**Teks Bacaan**
========================

Nelayan Disebut Masyarakat Paling Menderita Saat Ini

Gelombang tinggi yang terjadi di sebagian besar perairan Indonesia menahan para nelayan untuk pergi melaut.

oleh Fiki Ariyanti diperbarui 06 Feb 2014, 17:39 WIB
Diterbitkan 06 Feb 2014, 17:39 WIB
nelayan-130820c.jpg
Krisis ekonomi yang saat ini membelit Indonesia semakin membuat himpitan beban masyarakat berpenghasilan rendah, termasuk nelayan kian tinggi. Tekanan semakin terasa menyusul larangan penggunaan solar untuk kapal-kapal ikan di atas 30 GT.

Menteri Koordinator Bidang Perekonomian, Hatta Rajasa menceritakan sulitnya kehidupan para nelayan di Indonesia dalam beberapa pekan terakhir ini. Pasalnya, gelombang tinggi yang terjadi di sebagian besar perairan Indonesia menahan para nelayan untuk pergi melaut.

========================

**Daftar Tugas**
(1) Apa saja hal yang disebut dalam berita tentang nelayan sebagai penyebab beratnya beban atau sulitnya kehidupan para nelayan?
(2) Lanjutkan berita tentang nelayan mulai dari kalimat setelah bagian terakhir yang ditampilkan.
Catatan berikut tidak ada hubungannya dengan berita tentang nelayan.

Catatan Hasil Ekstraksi
========================

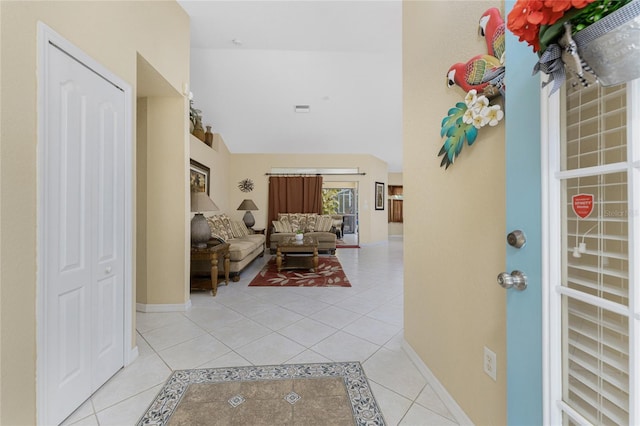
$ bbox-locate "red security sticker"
[571,194,593,219]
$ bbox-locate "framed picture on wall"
[190,160,210,195]
[375,182,384,210]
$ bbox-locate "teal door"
[505,0,543,426]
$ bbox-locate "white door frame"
[36,22,138,424]
[540,79,640,425]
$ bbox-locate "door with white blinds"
[548,78,640,425]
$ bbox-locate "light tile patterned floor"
[64,238,456,426]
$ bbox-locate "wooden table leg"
[276,247,282,272]
[313,247,318,272]
[211,251,218,297]
[224,250,231,285]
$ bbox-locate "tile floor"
[63,238,456,426]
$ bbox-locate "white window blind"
[559,82,631,425]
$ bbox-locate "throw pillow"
[220,213,233,237]
[304,213,318,232]
[231,220,249,238]
[271,220,293,233]
[207,215,232,241]
[211,232,227,243]
[316,214,333,232]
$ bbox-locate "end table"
[190,242,230,296]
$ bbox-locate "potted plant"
[507,0,640,93]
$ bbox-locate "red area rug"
[249,256,351,287]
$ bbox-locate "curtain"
[267,176,322,240]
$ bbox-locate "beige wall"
[403,1,508,425]
[189,133,232,211]
[0,1,189,425]
[385,173,404,237]
[226,154,387,244]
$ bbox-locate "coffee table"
[276,236,318,272]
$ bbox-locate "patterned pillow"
[207,215,232,241]
[211,232,227,243]
[287,213,306,232]
[304,213,318,232]
[271,220,293,233]
[231,220,249,238]
[315,214,333,232]
[220,213,233,237]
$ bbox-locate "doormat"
[249,256,351,287]
[336,238,360,248]
[137,362,385,426]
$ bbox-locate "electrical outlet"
[484,346,498,382]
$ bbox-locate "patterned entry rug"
[137,362,385,426]
[249,256,351,287]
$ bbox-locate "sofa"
[192,214,265,281]
[269,213,336,254]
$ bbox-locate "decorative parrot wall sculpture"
[447,55,504,97]
[438,7,506,169]
[478,7,505,64]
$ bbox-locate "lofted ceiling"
[179,0,402,172]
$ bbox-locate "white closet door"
[41,45,124,423]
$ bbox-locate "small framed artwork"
[190,160,210,195]
[375,182,384,210]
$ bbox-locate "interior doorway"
[322,181,359,247]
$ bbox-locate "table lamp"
[191,192,220,248]
[238,200,258,228]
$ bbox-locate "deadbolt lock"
[498,271,528,291]
[507,229,527,248]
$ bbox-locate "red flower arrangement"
[507,0,595,52]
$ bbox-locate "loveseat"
[200,214,265,281]
[269,213,336,254]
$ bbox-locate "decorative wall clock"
[238,178,253,192]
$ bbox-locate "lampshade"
[191,192,220,213]
[238,200,258,210]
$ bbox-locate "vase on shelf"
[204,126,213,146]
[193,117,204,142]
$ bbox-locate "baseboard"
[124,345,140,367]
[136,299,191,313]
[402,339,473,426]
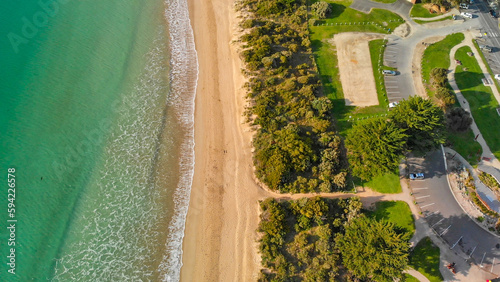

========================

**Jawaban Tiap Tugas**
(1)
- Krisis ekonomi yang membelit Indonesia
- Larangan penggunaan solar untuk kapal-kapal ikan di atas 30 GT
- Gelombang tinggi di sebagian besar perairan Indonesia yang menahan nelayan untuk melaut

(2)
"Kemarin saya ditanyain nelayan, dan saya melihat saat ini masyarakat yang paling menderita adalah nelayan. Mereka tidak bisa melaut karena cuaca," ujar dia saat ditemui usai Rakor Evaluasi Kebijakan di kantornya, Jakarta, Kamis (6/2/2014).

Kata Hatta, nelayan sangat mengandalkan hasil tangkapan ikan untuk memperoleh penghasilan. "Tidak ada alternatif lain selain menangkap ikan," ucapnya singkat.

Jika ini berlarut-larut, tentu akan menyumbang kenaikan tingkat kemiskinan yang pada September lalu mencapai 11,47%. Solusinya, dia bilang, bantuan pemerintah harus terus berjalan sehingga dapat menekan laju kemiskinan.

"Makanya proteksi melalui bantuan harus jalan. Saya sudah kunjungi tiga kampung nelayan di Juwana, Carita, Tambak Lorok dan kondisinya memang kasihan. Mereka rata-rata tidak melaut," tutur dia.

Alhasil untuk menyambung hidup selama vakum berlayar, Hatta mengakui, nelayan-nelayan itu berwirausaha kecil-kecilan, seperti membuka warung dan lainnya.

"Maka dari itu, saya bagikan sembako, dan saya minta BUMN untuk fokus melakukan tanggung jawab sosialnya ke kantung-kantung orang miskin, terutama penyaluran Kredit Usaha Rakyat (KUR). Karena mereka kadang cuma perlu Rp 2 juta untuk buka warung dan omzet Rp 50 ribu per hari saja sangat menolong," tukas dia.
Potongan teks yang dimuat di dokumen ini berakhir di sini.